Dataset rows ::
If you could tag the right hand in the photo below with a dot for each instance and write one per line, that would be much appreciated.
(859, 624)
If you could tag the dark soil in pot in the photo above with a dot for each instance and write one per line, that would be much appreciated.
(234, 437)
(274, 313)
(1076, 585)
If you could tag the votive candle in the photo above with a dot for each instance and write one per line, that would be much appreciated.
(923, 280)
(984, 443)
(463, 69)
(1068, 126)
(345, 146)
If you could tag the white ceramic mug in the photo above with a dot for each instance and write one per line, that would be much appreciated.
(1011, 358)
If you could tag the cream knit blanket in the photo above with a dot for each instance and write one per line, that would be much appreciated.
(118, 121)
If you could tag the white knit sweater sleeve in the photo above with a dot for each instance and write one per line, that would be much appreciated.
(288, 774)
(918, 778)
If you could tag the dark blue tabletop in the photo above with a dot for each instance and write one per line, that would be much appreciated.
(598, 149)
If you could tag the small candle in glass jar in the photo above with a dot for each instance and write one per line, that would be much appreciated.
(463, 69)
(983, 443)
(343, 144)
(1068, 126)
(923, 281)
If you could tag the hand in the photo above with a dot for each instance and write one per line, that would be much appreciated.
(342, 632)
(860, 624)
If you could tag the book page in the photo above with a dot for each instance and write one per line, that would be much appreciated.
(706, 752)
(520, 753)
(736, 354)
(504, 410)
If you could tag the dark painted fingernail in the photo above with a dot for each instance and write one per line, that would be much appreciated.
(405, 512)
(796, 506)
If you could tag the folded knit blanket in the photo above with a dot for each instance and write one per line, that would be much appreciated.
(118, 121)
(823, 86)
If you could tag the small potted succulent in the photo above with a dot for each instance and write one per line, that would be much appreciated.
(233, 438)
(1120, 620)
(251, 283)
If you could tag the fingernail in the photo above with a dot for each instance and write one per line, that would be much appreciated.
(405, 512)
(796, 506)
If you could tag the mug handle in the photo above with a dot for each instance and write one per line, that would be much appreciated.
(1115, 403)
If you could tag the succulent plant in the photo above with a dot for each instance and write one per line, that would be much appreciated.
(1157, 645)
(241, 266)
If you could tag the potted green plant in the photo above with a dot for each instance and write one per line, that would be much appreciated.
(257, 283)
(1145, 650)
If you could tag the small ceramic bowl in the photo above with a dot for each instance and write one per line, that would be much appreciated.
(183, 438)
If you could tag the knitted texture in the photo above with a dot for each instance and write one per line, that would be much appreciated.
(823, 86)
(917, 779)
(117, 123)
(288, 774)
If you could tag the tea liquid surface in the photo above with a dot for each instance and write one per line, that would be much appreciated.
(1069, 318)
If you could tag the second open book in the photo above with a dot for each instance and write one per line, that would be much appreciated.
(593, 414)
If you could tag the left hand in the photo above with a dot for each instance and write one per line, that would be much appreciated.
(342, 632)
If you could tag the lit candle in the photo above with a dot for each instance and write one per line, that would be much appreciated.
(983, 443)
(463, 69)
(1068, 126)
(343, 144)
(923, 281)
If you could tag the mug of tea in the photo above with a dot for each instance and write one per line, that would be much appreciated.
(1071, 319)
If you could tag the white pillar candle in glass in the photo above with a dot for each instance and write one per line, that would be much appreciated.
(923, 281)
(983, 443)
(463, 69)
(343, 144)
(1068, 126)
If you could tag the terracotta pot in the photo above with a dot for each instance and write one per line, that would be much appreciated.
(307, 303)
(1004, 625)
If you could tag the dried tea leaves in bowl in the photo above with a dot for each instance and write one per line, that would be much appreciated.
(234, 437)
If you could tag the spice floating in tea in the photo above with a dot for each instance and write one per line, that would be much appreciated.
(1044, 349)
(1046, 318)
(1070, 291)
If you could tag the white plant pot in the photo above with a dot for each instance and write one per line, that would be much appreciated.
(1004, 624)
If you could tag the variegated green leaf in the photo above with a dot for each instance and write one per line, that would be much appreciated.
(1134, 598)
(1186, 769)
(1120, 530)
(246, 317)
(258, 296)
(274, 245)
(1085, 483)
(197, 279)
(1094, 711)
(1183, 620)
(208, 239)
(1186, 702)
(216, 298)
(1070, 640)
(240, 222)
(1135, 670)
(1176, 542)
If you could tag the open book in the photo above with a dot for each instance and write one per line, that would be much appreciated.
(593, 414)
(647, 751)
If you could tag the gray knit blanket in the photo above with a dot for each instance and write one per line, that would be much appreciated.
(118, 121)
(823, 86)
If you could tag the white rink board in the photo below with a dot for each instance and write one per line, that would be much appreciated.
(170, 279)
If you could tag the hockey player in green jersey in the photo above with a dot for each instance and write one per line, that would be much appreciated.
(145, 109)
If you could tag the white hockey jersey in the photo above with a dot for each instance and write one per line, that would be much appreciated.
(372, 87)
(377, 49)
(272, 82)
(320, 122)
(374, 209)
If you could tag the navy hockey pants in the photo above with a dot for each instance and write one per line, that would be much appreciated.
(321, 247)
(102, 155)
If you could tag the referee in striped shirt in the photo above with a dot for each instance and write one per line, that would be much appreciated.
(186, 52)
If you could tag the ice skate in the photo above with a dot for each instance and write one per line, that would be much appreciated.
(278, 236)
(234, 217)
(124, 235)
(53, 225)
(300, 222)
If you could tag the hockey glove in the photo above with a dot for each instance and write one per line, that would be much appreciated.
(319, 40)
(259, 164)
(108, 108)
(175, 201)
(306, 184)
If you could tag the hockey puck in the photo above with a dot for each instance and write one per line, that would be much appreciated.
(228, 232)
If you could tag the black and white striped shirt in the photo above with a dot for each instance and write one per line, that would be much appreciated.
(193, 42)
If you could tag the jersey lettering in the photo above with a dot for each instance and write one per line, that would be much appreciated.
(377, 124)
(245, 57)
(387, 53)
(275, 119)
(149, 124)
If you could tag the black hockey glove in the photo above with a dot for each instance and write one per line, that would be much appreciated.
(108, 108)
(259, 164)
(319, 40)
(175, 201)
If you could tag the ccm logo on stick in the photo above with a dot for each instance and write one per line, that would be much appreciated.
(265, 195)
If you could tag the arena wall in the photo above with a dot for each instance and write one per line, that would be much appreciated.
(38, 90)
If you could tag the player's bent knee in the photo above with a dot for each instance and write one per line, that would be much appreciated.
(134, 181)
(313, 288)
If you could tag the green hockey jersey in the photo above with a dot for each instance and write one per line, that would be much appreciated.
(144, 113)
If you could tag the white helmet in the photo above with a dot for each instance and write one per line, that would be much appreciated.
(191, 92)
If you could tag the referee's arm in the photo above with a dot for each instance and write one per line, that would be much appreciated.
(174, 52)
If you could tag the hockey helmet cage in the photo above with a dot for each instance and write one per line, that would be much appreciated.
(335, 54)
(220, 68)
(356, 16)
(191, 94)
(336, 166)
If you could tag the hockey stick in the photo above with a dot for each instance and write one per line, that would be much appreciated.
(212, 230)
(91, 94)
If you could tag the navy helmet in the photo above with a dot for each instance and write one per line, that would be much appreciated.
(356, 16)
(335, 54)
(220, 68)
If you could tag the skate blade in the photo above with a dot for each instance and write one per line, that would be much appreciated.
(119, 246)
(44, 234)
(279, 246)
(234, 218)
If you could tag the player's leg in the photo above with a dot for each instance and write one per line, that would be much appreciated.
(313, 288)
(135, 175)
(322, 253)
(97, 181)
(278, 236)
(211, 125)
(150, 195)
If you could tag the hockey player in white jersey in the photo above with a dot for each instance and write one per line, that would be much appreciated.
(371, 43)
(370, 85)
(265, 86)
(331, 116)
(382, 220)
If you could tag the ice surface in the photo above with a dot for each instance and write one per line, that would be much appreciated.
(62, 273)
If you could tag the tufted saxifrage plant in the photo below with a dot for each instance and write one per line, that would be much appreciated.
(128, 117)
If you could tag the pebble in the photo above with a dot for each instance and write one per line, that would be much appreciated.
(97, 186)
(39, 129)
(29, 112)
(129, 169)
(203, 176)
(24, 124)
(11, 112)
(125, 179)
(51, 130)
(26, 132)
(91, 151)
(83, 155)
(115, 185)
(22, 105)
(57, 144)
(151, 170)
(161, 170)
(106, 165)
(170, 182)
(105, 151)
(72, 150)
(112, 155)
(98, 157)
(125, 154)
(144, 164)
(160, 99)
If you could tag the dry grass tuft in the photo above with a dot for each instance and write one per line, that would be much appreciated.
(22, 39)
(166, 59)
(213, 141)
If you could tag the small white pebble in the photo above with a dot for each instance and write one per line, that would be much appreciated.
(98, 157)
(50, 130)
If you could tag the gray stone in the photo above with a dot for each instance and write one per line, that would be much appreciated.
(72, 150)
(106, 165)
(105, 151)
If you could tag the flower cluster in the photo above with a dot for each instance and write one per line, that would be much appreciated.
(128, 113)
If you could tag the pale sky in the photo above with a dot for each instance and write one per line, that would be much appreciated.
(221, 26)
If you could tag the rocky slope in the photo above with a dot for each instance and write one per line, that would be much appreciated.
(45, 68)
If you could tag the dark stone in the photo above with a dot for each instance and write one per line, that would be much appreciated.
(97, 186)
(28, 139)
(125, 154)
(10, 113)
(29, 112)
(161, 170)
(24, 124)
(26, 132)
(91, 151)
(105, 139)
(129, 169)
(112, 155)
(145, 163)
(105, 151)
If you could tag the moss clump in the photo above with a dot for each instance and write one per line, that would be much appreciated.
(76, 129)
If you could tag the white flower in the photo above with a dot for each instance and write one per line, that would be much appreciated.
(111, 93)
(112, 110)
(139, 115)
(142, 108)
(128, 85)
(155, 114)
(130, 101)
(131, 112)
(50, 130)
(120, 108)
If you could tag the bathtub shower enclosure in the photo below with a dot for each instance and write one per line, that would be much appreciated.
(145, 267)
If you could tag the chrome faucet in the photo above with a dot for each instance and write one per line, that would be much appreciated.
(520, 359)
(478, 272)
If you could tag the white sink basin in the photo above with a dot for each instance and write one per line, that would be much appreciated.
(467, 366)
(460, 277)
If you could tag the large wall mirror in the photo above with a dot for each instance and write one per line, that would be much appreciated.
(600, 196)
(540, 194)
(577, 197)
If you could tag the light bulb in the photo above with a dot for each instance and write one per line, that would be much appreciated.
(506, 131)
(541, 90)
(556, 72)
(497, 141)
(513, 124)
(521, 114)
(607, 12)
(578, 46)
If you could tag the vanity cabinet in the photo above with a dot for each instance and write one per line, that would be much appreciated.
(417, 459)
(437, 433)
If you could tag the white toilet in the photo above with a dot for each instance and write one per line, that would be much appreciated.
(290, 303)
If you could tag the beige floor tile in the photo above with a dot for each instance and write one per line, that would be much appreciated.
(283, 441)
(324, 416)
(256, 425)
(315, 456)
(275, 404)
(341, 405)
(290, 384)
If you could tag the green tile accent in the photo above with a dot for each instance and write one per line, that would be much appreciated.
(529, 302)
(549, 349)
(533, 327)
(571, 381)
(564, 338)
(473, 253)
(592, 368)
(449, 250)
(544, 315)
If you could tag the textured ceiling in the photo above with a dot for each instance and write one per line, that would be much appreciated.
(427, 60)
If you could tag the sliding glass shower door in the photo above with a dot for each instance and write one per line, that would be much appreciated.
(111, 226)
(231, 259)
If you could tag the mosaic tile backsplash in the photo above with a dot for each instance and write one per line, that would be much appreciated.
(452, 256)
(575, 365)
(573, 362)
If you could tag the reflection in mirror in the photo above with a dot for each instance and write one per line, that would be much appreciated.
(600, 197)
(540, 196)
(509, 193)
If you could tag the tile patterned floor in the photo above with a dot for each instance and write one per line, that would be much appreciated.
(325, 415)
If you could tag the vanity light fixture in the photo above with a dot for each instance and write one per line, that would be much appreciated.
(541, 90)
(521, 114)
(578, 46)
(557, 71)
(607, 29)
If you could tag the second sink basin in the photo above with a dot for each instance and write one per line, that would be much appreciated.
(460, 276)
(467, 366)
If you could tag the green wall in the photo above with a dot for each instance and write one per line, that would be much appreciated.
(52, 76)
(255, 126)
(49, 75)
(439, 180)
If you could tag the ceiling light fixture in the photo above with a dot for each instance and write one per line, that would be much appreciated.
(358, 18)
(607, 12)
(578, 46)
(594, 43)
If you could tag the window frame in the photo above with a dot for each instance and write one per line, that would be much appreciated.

Short task ::
Write out the lines of the items above word for word, starting at the first line of the items and ending at the line that contains "(1076, 585)", both included.

The solution ::
If you could tag the right hand in the photo below with a dot for each instance and write one per line, that would be much appreciated.
(859, 624)
If you could tag the dark soil in pot in the photo above with a dot for each instance and write one per line, that would be much appreciated.
(234, 437)
(274, 313)
(1076, 585)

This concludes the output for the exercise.